Please transcribe all of the rows below line for line, changing nothing.

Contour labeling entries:

________________________________________

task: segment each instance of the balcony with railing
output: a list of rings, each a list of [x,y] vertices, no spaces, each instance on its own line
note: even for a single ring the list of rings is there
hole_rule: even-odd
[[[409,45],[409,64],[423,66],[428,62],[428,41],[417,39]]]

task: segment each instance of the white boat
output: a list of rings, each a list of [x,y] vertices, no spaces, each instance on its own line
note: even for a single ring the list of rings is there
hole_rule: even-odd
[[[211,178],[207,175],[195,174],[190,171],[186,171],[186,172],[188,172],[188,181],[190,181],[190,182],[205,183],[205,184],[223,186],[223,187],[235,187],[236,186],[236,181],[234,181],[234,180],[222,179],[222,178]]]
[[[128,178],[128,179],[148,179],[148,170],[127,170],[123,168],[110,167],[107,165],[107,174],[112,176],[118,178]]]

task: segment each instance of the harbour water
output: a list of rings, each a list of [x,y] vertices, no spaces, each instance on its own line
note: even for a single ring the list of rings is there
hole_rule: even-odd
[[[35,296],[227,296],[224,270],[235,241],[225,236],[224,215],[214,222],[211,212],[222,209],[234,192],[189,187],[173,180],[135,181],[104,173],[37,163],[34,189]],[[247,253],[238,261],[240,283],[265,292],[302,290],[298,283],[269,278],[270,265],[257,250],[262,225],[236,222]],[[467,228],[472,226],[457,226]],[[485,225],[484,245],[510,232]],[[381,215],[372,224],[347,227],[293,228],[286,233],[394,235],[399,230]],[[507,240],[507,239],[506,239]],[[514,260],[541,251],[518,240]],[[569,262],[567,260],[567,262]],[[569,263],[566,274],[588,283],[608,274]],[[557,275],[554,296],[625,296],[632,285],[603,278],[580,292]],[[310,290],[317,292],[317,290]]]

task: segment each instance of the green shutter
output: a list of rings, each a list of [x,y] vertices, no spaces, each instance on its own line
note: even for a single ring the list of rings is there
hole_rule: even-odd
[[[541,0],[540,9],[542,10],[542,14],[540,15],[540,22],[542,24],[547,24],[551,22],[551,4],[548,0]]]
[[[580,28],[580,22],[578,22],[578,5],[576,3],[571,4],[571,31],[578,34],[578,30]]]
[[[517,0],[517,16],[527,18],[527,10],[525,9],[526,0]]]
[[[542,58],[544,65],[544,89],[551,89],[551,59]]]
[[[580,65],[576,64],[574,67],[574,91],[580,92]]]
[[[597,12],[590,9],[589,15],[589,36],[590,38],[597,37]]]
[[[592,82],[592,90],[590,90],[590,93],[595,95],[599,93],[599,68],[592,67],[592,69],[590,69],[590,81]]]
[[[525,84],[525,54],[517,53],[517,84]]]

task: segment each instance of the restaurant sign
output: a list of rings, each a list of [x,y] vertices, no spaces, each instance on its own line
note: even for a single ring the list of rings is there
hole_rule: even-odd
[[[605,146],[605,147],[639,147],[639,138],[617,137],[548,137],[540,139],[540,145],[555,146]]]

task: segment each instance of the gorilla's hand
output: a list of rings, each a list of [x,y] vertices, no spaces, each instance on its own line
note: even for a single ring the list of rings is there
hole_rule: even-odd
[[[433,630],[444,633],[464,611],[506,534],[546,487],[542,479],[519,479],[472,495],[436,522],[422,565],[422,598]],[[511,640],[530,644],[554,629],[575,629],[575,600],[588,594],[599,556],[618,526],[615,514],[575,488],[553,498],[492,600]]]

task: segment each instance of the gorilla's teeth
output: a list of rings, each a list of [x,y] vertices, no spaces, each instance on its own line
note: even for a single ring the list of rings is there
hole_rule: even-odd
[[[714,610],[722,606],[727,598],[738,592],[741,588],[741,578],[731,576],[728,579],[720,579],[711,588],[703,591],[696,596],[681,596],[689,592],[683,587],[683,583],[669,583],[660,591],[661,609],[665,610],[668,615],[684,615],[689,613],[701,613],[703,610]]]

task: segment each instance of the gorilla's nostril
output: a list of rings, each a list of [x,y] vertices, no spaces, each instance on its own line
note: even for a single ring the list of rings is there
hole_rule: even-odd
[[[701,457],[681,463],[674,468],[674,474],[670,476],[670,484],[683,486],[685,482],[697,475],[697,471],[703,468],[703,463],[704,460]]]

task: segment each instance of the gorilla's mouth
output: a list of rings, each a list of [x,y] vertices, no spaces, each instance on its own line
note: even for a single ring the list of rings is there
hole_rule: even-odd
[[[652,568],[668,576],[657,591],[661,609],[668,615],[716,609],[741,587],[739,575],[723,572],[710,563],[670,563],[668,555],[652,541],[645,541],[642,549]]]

________________________________________

# [RESPONSE TO THIS TASK]
task: segment each instance of the balcony with railing
output: a list of rings, each a list of [x,y] vertices, no spaces, each instance on its own line
note: even for a single ring the list of rings is there
hole_rule: even-odd
[[[409,45],[409,64],[423,66],[428,62],[428,41],[417,39]]]

task: segment each instance of the white boat
output: a list of rings, each a list of [x,y] vertices, no spaces, each instance on its own line
note: even for a single ring the list of rings is there
hole_rule: even-odd
[[[211,178],[207,175],[195,174],[190,171],[186,171],[186,172],[188,172],[188,181],[190,181],[190,182],[205,183],[205,184],[223,186],[223,187],[235,187],[236,186],[236,181],[234,181],[234,180],[222,179],[222,178]]]
[[[128,178],[128,179],[148,179],[148,170],[127,170],[123,168],[110,167],[107,165],[107,174],[112,176],[118,178]]]

task: segment each instance of the harbour water
output: a list of rings, each a list of [x,y] vertices, no spaces, each instance on its own line
note: even for a single ring the list of rings is there
hole_rule: even-odd
[[[35,296],[227,296],[224,270],[235,241],[225,236],[224,215],[214,222],[211,212],[222,209],[234,192],[189,187],[173,180],[135,181],[104,173],[37,163],[34,189]],[[247,253],[238,261],[240,283],[265,292],[302,290],[298,283],[269,278],[270,265],[257,250],[262,225],[236,222]],[[467,228],[472,226],[457,226]],[[485,225],[484,245],[510,232]],[[381,215],[372,224],[347,227],[293,228],[286,233],[394,235],[399,230]],[[507,240],[507,239],[506,239]],[[514,260],[541,251],[518,240]],[[569,262],[567,260],[567,262]],[[569,263],[566,274],[588,283],[608,274]],[[557,275],[554,296],[625,296],[632,285],[603,278],[580,292]],[[310,290],[317,292],[317,290]]]

task: segment each instance of the green shutter
output: a list of rings, each a list of [x,y] vertices, no spaces, each instance on its own line
note: even for a single ring the list of rings is there
hole_rule: even-odd
[[[541,0],[540,9],[542,10],[542,14],[540,15],[540,22],[542,24],[547,24],[551,22],[551,4],[548,0]]]
[[[580,28],[580,22],[578,22],[578,5],[576,3],[571,4],[571,31],[578,34],[578,30]]]
[[[517,0],[517,16],[527,18],[527,10],[525,9],[526,0]]]
[[[542,58],[544,65],[544,89],[551,89],[551,59]]]
[[[580,65],[576,64],[574,67],[574,91],[580,92]]]
[[[597,12],[590,9],[589,15],[589,36],[590,38],[597,37]]]
[[[592,82],[592,90],[590,90],[590,93],[595,95],[599,93],[599,68],[592,67],[592,69],[590,69],[590,81]]]
[[[525,84],[525,54],[517,53],[517,84]]]

task: segment each instance of the restaurant sign
output: a list of rings, each a list of [x,y] vertices, no spaces, each instance on its own line
note: even for a single ring the list of rings is there
hole_rule: even-odd
[[[605,146],[605,147],[639,147],[639,138],[617,137],[548,137],[540,139],[540,145],[555,146]]]

task: segment each instance of the gorilla's hand
output: a list of rings, each a list of [x,y] vertices, no spaces, each instance on its own line
note: even for a single ring the list of rings is there
hole_rule: even-odd
[[[433,630],[444,633],[464,611],[506,534],[546,487],[542,479],[519,479],[472,495],[436,522],[422,565],[422,598]],[[511,640],[530,644],[554,629],[575,629],[575,600],[588,594],[599,556],[618,526],[615,514],[575,488],[553,498],[492,600]]]

task: segment each instance of the gorilla's teeth
output: a list of rings, each a list of [x,y] vertices, no spaces, each instance on its own line
note: even for a single ring the list of rings is there
hole_rule: even-odd
[[[714,610],[722,606],[727,598],[738,592],[741,588],[741,578],[731,576],[728,579],[720,579],[711,588],[703,591],[696,596],[681,596],[689,592],[683,587],[683,583],[669,583],[660,591],[661,609],[665,610],[668,615],[684,615],[689,613],[701,613],[703,610]]]

task: segment each instance of the gorilla's nostril
output: a list of rings, each a list of [x,y] vertices, no spaces, each instance on its own line
note: even for a single ring the list of rings is there
hole_rule: even-odd
[[[701,457],[681,463],[674,468],[674,474],[670,476],[670,484],[683,486],[685,482],[697,475],[697,471],[703,468],[703,463],[704,460]]]

task: segment each instance of the gorilla's mouth
output: a list of rings, each a list of [x,y] vertices, no spaces, each instance on its own line
note: even for a single ring the list of rings is there
hole_rule: even-odd
[[[652,568],[668,576],[657,591],[661,609],[668,615],[716,609],[741,587],[739,575],[723,572],[710,563],[670,563],[668,555],[652,541],[645,541],[642,549]]]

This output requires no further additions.